* Short task
Copy the following rows verbatim, line for line.
+++ Rows +++
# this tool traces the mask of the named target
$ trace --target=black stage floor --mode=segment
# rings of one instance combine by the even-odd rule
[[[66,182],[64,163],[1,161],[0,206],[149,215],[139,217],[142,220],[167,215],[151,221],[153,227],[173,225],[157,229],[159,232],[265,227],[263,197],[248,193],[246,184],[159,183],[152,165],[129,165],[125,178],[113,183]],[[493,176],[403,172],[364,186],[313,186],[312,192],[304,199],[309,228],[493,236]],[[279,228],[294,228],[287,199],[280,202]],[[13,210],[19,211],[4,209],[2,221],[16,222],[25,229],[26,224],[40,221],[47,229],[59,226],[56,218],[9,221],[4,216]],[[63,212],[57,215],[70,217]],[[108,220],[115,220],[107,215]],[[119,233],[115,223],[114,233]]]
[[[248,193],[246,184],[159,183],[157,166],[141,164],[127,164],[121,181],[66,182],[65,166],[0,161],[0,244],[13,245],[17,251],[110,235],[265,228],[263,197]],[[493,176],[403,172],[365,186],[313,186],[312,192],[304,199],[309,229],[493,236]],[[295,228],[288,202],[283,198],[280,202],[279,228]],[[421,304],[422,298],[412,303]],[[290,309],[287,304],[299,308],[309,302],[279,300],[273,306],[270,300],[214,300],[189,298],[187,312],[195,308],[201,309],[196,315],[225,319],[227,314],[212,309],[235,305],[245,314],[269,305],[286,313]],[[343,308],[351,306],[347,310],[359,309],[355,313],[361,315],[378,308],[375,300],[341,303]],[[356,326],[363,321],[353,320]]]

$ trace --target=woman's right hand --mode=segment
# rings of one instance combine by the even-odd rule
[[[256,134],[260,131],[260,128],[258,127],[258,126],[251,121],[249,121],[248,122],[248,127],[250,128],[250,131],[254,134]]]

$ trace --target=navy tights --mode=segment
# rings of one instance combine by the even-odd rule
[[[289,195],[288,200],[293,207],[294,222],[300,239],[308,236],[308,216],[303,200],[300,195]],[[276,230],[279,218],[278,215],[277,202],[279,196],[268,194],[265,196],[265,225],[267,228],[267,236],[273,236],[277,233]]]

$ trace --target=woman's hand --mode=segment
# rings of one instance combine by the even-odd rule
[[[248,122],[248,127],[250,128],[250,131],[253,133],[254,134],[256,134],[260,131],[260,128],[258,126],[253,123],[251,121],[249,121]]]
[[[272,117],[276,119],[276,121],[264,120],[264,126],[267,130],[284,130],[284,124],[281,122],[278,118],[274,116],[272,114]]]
+++
* Right answer
# this tool traces the mask of the named target
$ trace --target=black stage floor --mode=segment
# rings of one instance combine by the even-odd rule
[[[66,182],[64,163],[1,161],[0,206],[149,215],[139,217],[142,220],[167,215],[151,221],[153,227],[173,225],[157,229],[159,232],[265,227],[263,197],[248,193],[246,184],[159,183],[152,165],[129,165],[125,178],[113,183]],[[493,176],[403,172],[364,186],[313,186],[312,192],[304,199],[309,228],[493,236]],[[279,228],[294,228],[287,199],[280,202]],[[13,210],[19,211],[4,209],[2,221],[16,222],[25,229],[26,224],[40,221],[47,229],[59,226],[56,218],[9,221],[4,216]],[[63,212],[57,215],[70,217]],[[108,220],[115,220],[107,215]],[[119,233],[115,223],[114,233]]]
[[[248,193],[246,184],[159,183],[157,166],[141,164],[127,164],[121,181],[66,182],[65,166],[0,161],[0,244],[13,245],[17,251],[110,235],[265,228],[263,197]],[[493,176],[403,172],[365,186],[313,186],[312,192],[304,199],[309,229],[493,236]],[[295,228],[288,202],[283,198],[280,202],[279,228]],[[421,304],[422,298],[412,303]],[[290,309],[287,304],[299,308],[309,302],[279,300],[273,306],[270,300],[214,300],[189,298],[187,312],[195,308],[201,309],[196,315],[225,319],[227,314],[212,309],[235,305],[245,314],[269,305],[286,313]],[[343,308],[351,306],[347,310],[359,309],[355,313],[361,315],[378,308],[375,300],[341,303]],[[356,326],[363,321],[353,320]]]

$ trace --target=woman's right hand --mode=segment
# rings of one instance combine by the even-odd rule
[[[256,134],[260,131],[260,128],[258,127],[258,126],[251,121],[249,121],[248,122],[248,127],[250,128],[250,131],[254,134]]]

$ trace --target=navy tights --mode=segment
# rings of one instance combine by the even-odd rule
[[[289,195],[288,200],[293,207],[294,222],[300,239],[308,236],[308,216],[303,200],[300,195]],[[276,230],[279,218],[278,215],[277,202],[279,196],[268,194],[265,196],[265,225],[267,228],[267,236],[273,236],[277,233]]]

$ trace --target=woman's hand --mode=segment
# rings of one instance combine by the even-odd rule
[[[248,122],[248,127],[250,128],[250,131],[253,133],[254,134],[256,134],[260,131],[260,128],[258,126],[253,123],[251,121],[249,121]]]
[[[272,117],[276,119],[276,121],[264,120],[264,126],[267,130],[284,130],[284,124],[281,122],[278,118],[274,116],[272,114]]]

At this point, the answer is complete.